**Short exercise**
Gather every line of the material below that contains the string "door", and copy each one unchanged.

**Point labeling examples**

○ ○ ○ ○

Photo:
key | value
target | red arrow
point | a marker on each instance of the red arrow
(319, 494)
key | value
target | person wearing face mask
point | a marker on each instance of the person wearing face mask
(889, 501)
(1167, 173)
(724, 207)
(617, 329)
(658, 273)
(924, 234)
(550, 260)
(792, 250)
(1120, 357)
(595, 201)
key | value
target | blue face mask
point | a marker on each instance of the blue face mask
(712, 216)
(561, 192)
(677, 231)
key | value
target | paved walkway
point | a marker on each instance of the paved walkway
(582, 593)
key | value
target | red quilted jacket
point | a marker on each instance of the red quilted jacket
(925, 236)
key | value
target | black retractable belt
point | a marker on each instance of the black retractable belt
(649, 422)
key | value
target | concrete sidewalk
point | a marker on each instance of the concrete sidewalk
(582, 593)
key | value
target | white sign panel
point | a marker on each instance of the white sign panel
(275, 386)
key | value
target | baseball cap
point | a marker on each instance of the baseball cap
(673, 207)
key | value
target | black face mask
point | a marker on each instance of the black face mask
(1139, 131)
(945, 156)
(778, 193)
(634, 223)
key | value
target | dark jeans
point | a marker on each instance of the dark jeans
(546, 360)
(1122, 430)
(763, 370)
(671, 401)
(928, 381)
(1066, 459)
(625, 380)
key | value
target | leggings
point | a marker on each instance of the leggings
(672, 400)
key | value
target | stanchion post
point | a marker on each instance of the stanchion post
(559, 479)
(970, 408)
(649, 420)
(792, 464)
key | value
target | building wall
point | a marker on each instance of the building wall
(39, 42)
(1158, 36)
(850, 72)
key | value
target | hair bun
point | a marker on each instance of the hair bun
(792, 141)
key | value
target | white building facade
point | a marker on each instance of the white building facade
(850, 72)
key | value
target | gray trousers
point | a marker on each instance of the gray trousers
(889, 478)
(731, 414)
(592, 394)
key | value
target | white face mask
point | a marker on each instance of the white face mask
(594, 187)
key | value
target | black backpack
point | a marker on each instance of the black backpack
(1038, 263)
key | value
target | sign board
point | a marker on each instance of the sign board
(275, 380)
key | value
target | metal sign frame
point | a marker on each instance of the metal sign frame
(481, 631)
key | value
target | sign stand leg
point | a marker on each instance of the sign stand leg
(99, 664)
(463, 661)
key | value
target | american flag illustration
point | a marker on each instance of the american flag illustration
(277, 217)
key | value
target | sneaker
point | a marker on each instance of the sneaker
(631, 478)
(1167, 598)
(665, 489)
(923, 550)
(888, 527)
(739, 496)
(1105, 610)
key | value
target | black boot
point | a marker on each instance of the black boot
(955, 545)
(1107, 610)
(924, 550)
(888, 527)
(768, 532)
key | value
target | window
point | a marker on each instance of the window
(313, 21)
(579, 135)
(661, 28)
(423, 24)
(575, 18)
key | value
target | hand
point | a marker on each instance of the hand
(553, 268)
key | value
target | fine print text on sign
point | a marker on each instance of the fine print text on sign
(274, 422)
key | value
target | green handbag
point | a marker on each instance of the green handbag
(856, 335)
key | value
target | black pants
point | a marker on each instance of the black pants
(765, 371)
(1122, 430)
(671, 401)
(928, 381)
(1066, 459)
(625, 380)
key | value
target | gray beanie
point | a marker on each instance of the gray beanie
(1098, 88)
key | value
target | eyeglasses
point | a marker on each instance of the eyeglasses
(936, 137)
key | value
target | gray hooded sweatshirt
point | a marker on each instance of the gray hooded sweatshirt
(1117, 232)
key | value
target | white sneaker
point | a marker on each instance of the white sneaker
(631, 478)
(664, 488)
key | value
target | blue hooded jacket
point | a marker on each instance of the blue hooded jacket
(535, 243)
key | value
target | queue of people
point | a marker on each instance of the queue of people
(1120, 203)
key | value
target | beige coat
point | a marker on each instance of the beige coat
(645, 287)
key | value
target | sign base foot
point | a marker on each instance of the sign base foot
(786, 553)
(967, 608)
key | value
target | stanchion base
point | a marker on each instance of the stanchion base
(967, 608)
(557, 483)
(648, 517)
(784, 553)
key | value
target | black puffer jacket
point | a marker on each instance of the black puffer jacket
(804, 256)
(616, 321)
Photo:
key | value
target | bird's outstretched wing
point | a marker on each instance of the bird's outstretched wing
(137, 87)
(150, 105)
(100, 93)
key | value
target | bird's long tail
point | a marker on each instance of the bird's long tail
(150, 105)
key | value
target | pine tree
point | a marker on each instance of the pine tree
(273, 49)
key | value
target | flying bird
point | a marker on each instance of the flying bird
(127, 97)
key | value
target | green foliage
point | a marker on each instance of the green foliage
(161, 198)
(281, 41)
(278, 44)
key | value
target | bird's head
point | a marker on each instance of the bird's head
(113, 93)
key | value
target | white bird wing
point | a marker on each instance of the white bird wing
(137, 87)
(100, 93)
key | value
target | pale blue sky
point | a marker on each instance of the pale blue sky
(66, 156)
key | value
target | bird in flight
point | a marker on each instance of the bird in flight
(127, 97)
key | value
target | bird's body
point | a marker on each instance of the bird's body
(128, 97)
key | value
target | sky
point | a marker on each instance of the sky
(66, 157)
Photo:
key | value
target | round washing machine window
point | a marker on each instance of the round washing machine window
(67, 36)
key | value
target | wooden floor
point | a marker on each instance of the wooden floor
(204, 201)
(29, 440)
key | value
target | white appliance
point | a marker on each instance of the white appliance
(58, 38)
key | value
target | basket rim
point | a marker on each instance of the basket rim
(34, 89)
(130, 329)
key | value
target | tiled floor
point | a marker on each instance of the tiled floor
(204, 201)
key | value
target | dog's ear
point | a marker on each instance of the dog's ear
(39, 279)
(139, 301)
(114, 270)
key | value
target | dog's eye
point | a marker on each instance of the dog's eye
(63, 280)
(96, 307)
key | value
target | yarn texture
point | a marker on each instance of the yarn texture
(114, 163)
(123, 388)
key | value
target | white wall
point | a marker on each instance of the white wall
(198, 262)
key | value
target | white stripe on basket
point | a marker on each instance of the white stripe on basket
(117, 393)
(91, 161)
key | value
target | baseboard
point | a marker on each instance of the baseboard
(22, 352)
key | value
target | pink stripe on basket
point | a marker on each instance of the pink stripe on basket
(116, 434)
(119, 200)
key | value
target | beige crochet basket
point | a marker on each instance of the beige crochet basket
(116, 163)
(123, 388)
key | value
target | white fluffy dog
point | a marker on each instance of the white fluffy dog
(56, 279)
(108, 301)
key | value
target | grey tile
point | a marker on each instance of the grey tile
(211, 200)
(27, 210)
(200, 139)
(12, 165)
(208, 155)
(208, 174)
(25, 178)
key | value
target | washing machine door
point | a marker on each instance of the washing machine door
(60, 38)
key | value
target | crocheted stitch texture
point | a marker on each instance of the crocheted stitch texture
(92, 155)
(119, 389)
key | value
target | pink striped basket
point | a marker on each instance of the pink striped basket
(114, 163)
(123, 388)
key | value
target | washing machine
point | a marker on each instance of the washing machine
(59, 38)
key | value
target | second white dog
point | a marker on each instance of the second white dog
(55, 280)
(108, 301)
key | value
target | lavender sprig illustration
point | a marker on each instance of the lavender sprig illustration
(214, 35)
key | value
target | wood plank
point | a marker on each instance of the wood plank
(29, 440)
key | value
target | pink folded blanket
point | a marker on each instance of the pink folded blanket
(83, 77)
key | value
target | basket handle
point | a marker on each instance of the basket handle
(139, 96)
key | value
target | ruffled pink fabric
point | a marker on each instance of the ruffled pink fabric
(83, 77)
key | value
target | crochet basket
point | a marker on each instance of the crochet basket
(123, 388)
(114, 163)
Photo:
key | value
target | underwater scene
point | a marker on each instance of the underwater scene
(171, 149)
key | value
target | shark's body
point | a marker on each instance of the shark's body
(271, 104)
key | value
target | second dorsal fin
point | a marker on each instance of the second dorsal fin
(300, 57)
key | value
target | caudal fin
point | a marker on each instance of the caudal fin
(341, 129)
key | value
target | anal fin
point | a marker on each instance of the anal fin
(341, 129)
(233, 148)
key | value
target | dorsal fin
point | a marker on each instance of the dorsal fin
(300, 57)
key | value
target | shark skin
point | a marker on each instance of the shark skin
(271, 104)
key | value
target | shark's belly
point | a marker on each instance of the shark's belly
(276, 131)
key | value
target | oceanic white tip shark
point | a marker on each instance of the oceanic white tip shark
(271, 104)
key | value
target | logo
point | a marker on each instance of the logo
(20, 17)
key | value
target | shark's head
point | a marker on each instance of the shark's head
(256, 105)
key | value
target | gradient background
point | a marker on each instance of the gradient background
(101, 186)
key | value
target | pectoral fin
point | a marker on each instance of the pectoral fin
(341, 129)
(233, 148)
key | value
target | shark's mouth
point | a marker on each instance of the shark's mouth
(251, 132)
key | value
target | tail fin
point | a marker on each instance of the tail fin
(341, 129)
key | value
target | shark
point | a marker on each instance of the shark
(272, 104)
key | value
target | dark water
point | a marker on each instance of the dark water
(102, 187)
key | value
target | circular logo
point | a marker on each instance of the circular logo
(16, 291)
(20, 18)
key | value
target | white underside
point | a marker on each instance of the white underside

○ ○ ○ ○

**Exercise answer**
target | washing machine door
point | a marker on each instance of the washing machine door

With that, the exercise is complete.